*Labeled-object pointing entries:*
---------------

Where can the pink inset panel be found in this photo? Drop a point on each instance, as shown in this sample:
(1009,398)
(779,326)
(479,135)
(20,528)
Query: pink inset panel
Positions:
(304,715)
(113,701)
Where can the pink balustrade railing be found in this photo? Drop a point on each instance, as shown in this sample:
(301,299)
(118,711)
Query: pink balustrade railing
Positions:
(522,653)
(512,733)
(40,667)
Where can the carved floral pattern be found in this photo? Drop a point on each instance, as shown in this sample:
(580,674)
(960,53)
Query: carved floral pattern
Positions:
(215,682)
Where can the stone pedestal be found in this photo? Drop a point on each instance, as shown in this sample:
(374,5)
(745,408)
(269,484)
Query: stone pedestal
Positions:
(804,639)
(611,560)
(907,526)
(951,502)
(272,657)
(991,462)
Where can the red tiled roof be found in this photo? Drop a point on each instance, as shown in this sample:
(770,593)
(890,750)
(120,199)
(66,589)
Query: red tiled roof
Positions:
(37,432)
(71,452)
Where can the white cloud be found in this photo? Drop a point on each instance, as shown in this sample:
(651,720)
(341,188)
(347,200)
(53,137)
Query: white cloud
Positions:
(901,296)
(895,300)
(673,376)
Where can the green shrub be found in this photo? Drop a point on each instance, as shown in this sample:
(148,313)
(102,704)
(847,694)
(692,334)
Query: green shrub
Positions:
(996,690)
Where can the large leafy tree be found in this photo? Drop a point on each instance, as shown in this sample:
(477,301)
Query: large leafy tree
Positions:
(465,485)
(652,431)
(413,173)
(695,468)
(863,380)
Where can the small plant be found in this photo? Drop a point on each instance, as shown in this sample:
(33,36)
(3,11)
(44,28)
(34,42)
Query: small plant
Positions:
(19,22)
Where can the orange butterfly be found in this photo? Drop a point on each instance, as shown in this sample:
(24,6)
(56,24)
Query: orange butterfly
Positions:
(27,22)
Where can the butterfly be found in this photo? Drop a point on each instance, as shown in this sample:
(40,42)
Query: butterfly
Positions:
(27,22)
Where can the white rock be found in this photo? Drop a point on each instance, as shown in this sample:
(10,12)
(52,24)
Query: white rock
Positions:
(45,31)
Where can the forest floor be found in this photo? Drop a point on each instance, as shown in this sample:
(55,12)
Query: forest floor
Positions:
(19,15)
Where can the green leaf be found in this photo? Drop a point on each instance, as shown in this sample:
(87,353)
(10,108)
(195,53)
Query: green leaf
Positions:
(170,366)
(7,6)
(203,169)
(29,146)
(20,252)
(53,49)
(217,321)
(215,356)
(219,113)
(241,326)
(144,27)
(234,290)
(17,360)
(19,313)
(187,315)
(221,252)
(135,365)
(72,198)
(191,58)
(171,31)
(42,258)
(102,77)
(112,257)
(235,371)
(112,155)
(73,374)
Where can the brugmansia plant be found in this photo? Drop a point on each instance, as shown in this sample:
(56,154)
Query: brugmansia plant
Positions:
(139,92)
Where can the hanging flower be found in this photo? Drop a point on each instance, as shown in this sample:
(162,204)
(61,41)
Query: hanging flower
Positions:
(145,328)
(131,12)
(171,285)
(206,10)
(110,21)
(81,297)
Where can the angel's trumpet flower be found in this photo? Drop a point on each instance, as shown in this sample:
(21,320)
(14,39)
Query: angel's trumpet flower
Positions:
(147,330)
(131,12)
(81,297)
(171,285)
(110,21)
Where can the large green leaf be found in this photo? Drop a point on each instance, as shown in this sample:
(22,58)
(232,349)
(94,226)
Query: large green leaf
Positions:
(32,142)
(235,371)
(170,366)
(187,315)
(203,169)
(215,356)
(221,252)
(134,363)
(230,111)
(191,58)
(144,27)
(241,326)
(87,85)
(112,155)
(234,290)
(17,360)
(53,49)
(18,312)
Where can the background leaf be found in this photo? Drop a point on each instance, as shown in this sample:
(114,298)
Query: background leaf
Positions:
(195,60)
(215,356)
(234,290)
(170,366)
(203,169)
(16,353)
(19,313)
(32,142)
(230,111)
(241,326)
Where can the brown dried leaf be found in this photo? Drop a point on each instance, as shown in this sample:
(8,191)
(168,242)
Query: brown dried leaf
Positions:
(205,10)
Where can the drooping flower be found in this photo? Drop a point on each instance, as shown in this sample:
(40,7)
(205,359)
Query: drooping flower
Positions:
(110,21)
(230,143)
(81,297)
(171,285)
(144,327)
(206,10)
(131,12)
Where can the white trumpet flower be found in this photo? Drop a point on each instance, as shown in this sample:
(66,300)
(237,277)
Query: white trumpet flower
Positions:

---------------

*Exercise:*
Copy each line of the data above without altering a single character.

*Task response:*
Where can the pink inset panel be found in this photo? Drop a point on each instance, as shown in this sample:
(1009,398)
(779,326)
(479,135)
(20,528)
Query: pink inset panel
Positions:
(304,715)
(113,701)
Where can the pink balustrade railing be found in this photo? Drop a point on each instance, as shown in this sample:
(301,299)
(118,711)
Query: pink balustrade railing
Positions:
(522,653)
(512,733)
(40,667)
Where can the carved floral pattern be found in this photo? Drop a point on each instance, as shown in this sample:
(580,674)
(960,53)
Query: carved floral pattern
Positions:
(215,682)
Where can the stone pedestal be found in this photo? Drop a point on each instance, as shown in this sample:
(374,5)
(745,408)
(269,484)
Query: stone pedestal
Positions:
(804,639)
(611,560)
(907,526)
(951,502)
(272,657)
(991,462)
Where can the red tiled roof be found in this photo? Drop a point on each instance, as shown in this sample:
(770,593)
(890,750)
(120,199)
(66,589)
Query: red tiled roof
Positions:
(37,432)
(71,452)
Where can the white cloud be found in this photo? Drop a point on each instance, as shown in this sample:
(651,720)
(341,188)
(347,200)
(53,137)
Query: white cloud
Positions:
(901,296)
(895,300)
(673,376)
Where can the green shrub be found in this photo? Drop a point on each instance, as shown in this sample:
(148,313)
(102,704)
(847,694)
(692,334)
Query: green shrub
Positions:
(996,690)
Where can the large leafy tree be found in this photo? Drop a point on each instance, as shown in this sample:
(477,301)
Query: large leafy tree
Positions:
(465,485)
(652,431)
(413,173)
(695,468)
(863,380)
Where can the small plant be found in this photo? Drop a point on each instance, as shown in this sample:
(33,36)
(3,11)
(44,28)
(34,42)
Query: small plant
Positions:
(19,22)
Where can the orange butterfly be found in this photo? Drop a point on each instance, as shown in this sample:
(24,6)
(56,24)
Query: orange butterfly
Positions:
(27,22)
Where can the butterfly be found in this photo? Drop a point on each instance, as shown in this sample:
(40,42)
Query: butterfly
Positions:
(27,22)
Where can the white rock be found in this photo? Drop a point on each instance, as shown in this sample:
(10,12)
(52,24)
Query: white rock
Positions:
(45,31)
Where can the forest floor be found in this photo? Drop a point on each instance, as shown in this sample:
(55,12)
Query: forest floor
Positions:
(19,15)
Where can the green leaf be found in this photo? Drop a point on each instance, as shown in this sample:
(87,353)
(10,108)
(195,53)
Query: green leaf
Positions:
(170,366)
(7,6)
(203,169)
(29,146)
(20,252)
(53,49)
(217,321)
(215,356)
(219,113)
(241,326)
(144,27)
(234,290)
(17,360)
(19,313)
(187,315)
(221,252)
(135,365)
(72,198)
(191,58)
(171,31)
(42,258)
(102,77)
(112,257)
(235,371)
(112,155)
(73,374)
Where can the brugmansia plant be found in this photo? Drop a point on each instance, as shown in this sample:
(56,154)
Query: brugmansia plant
Positions:
(139,92)
Where can the hanging flower be found in this photo? Drop a point on each instance, as shown in this sample:
(162,204)
(61,41)
Query: hanging flower
Positions:
(145,328)
(131,12)
(171,285)
(206,10)
(110,21)
(81,297)
Where can the angel's trumpet flower be found in this photo? Drop a point on each instance, as shown in this sample:
(21,320)
(14,39)
Query: angel's trumpet flower
Positions:
(147,330)
(131,12)
(81,297)
(171,285)
(110,21)
Where can the large green leaf be found in this photo? Drop a point on each instance, as shown in this sample:
(22,58)
(232,349)
(94,226)
Query: large green leaf
Positions:
(32,142)
(235,371)
(170,366)
(187,315)
(203,169)
(215,356)
(221,252)
(134,363)
(230,111)
(191,58)
(144,27)
(241,326)
(87,85)
(112,155)
(234,290)
(17,360)
(53,49)
(18,312)
Where can the background leaf be found in this photo? Drop a point on each instance, as shown in this sample:
(114,298)
Query: background leaf
Positions:
(195,60)
(215,356)
(234,290)
(170,366)
(203,169)
(16,353)
(19,313)
(32,142)
(230,111)
(241,326)
Where can the brown dried leaf be found in this photo? Drop a point on each instance, as shown in this sample:
(8,191)
(168,242)
Query: brown dried leaf
Positions:
(205,10)
Where can the drooping flower be found in this photo? Drop a point on each instance, as shown in this sample:
(40,7)
(205,359)
Query: drooping flower
Positions:
(110,21)
(230,143)
(81,297)
(171,285)
(144,327)
(206,10)
(131,12)
Where can the white trumpet flower be found in this photo? Drop a point on each instance, as shown in this sample:
(66,300)
(237,277)
Query: white trumpet flower
Positions:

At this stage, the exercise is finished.